## [Exercise task]
Copy out the passage on Keats and Leigh Hunt below word for word, in full.

## [Page text]
Think you he nought but prison walls did see,
Till, so unwilling, thou unturn’dst the key?
Ah, no! far
happier, nobler was his fate!
Keats’ idealisation of Hunt here seems to me to undermine
the reality of his imprisonment. A critic can argue that this was in line with
Hunt’s strength of will even when punished – Jeremy Bentham found him playing
battledore when visiting him in prison – but this is not really congruent with
Keats’ elevation of that punishment as an apotheosis of his maturity as social
critic (“In Spenser’s hall he strayed, and bowers fair”). I may be wrong in
this, but that is how I continue to view his two Leigh Hunt poems.
Notwithstanding that however, he was without a doubt a
nonconformist. He had a fairly liberal education: Nicholas Roe, in “Everyman’s”
anthology of his poetry, has written that Enfield School, which the young Keats
attended, was important for “transmitting to Keats the dynamic intellectual
life of English dissent”. Roe does his utmost to overturn the popular view of
him as a romantic shrouded in enigma, a poet more concerned with beauty and
nature than with social reality, and to his credit he does make a good point
when highlighting the political allegory in “Hyperion: A Fragment”.

## [Provided information]
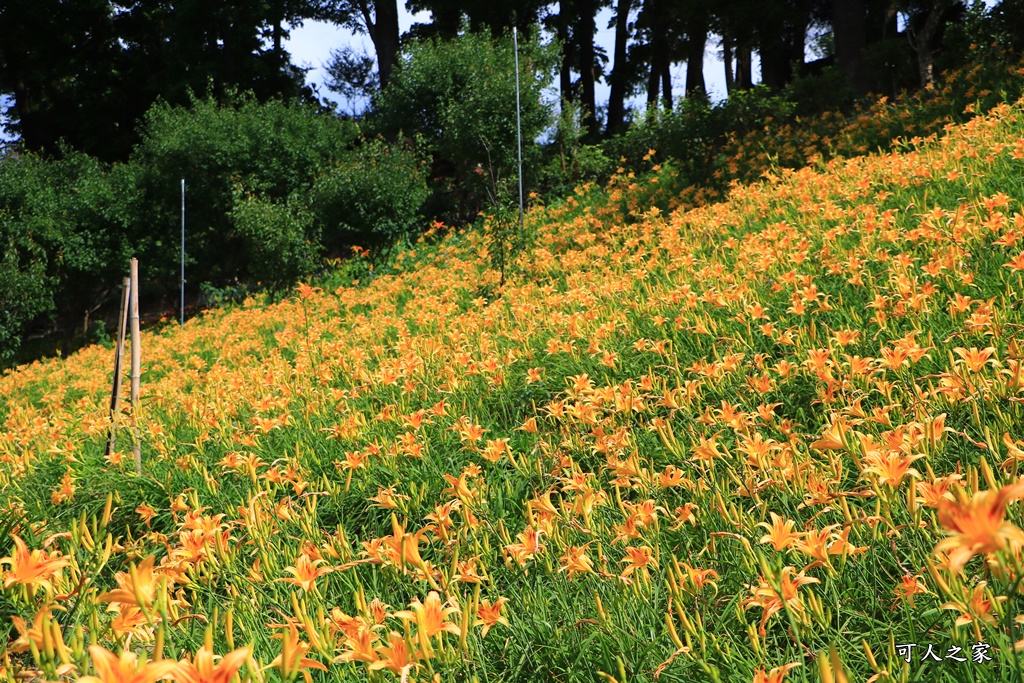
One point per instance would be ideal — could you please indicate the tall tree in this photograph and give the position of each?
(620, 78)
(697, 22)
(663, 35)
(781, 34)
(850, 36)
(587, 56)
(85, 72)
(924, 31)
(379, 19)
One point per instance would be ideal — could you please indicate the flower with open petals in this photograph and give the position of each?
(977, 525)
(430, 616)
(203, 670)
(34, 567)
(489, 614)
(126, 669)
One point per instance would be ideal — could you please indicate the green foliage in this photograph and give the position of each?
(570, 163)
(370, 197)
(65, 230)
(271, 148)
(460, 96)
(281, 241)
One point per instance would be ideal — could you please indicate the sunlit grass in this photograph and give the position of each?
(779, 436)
---
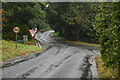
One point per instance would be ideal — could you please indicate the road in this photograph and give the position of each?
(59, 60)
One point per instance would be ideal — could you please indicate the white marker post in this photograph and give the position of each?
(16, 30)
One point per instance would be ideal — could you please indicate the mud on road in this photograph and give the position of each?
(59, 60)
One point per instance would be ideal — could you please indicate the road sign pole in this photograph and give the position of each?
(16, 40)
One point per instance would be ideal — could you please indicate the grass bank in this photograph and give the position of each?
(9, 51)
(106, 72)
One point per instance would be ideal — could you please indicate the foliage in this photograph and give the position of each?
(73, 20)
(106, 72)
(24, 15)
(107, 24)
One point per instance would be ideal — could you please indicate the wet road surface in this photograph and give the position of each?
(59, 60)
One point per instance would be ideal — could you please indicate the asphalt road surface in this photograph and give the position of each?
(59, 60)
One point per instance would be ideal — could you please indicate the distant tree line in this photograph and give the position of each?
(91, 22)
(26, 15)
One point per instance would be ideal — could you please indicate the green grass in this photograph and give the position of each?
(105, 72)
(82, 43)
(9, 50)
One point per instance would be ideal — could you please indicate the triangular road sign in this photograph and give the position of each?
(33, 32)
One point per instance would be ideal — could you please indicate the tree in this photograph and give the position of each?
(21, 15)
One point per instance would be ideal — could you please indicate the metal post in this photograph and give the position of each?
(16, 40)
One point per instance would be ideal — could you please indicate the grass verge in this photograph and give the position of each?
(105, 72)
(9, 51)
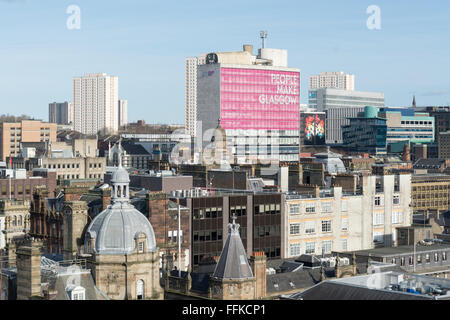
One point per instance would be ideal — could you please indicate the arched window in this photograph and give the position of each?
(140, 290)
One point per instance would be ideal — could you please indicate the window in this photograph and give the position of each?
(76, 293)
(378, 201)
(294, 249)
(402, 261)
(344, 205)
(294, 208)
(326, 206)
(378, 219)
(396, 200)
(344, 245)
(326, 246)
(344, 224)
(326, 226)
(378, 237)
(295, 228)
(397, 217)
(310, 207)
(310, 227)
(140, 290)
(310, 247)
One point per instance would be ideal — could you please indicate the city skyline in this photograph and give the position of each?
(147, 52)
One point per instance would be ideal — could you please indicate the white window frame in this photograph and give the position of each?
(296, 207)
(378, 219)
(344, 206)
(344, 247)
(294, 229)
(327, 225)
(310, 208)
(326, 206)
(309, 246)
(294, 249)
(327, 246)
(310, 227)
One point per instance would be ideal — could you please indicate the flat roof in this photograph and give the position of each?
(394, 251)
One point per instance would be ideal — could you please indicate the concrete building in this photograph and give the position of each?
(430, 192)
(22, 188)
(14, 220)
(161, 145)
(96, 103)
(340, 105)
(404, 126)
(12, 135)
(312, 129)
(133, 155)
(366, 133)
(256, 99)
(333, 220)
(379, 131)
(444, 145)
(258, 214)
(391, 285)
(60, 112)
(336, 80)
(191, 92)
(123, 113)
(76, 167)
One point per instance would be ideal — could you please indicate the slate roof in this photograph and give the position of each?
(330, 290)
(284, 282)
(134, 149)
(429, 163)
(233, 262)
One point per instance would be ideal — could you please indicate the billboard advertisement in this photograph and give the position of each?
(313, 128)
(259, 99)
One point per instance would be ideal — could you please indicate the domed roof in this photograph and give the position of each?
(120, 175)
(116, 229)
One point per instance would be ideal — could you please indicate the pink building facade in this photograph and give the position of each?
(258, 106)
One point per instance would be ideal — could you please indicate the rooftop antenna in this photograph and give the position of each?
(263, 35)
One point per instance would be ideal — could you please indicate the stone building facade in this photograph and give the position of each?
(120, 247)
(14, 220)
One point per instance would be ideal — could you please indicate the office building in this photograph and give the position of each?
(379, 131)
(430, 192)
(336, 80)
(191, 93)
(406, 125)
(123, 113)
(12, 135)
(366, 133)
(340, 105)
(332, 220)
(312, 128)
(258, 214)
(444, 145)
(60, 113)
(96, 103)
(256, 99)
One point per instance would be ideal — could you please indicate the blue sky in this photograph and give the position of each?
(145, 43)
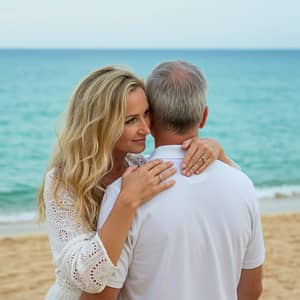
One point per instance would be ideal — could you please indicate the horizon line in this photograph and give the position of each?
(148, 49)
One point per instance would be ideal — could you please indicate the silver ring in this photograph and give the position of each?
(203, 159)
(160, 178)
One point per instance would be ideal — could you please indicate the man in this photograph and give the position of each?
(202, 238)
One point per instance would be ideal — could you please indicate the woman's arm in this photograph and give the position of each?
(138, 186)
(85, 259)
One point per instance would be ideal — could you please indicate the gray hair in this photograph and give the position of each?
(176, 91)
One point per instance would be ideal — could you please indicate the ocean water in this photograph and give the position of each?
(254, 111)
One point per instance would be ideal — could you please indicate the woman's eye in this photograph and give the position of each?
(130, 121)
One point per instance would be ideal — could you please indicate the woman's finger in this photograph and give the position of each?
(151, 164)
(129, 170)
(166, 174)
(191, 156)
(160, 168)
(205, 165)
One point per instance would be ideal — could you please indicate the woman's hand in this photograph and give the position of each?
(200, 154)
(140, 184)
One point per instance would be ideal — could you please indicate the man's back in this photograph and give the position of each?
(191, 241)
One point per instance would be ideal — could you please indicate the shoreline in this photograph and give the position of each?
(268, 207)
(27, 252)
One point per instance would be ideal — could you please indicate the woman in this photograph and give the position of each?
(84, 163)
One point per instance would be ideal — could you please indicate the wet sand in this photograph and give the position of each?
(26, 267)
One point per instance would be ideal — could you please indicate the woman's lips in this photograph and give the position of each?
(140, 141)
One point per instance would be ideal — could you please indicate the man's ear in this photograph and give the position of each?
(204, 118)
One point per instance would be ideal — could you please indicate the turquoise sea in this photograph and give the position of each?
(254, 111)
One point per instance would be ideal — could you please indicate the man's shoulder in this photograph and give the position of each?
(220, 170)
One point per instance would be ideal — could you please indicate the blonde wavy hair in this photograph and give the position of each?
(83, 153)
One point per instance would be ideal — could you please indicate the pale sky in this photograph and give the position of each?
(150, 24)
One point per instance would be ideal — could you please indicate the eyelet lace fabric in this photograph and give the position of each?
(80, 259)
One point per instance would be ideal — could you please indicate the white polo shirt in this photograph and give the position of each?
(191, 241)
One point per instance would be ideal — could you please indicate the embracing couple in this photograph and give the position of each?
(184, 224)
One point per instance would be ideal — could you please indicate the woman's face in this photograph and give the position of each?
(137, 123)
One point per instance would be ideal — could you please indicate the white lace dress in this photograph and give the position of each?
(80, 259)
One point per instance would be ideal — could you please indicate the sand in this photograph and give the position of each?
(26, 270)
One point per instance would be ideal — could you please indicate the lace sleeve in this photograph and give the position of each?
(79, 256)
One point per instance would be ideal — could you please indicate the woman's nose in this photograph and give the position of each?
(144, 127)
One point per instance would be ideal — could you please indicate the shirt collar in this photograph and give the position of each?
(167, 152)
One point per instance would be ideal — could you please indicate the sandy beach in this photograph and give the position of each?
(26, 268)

## [Exercise output]
Think you he nought but prison walls did see,
Till, so unwilling, thou unturn’dst the key?
Ah, no! far
happier, nobler was his fate!
Keats’ idealisation of Hunt here seems to me to undermine
the reality of his imprisonment. A critic can argue that this was in line with
Hunt’s strength of will even when punished – Jeremy Bentham found him playing
battledore when visiting him in prison – but this is not really congruent with
Keats’ elevation of that punishment as an apotheosis of his maturity as social
critic (“In Spenser’s hall he strayed, and bowers fair”). I may be wrong in
this, but that is how I continue to view his two Leigh Hunt poems.
Notwithstanding that however, he was without a doubt a
nonconformist. He had a fairly liberal education: Nicholas Roe, in “Everyman’s”
anthology of his poetry, has written that Enfield School, which the young Keats
attended, was important for “transmitting to Keats the dynamic intellectual
life of English dissent”. Roe does his utmost to overturn the popular view of
him as a romantic shrouded in enigma, a poet more concerned with beauty and
nature than with social reality, and to his credit he does make a good point
when highlighting the political allegory in “Hyperion: A Fragment”.